=== Section Start ===

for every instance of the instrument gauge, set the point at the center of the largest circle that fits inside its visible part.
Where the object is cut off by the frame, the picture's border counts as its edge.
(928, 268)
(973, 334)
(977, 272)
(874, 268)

=== Section End ===

Task objective:
Whatever appears in the lines above should be copied exactly.

Response below:
for every instance of the instrument gauge, set the point at the center of the largest circle that fits inside its visible part.
Where the object is cut off by the frame, the picture's border counts as its edge.
(928, 268)
(973, 334)
(977, 272)
(874, 268)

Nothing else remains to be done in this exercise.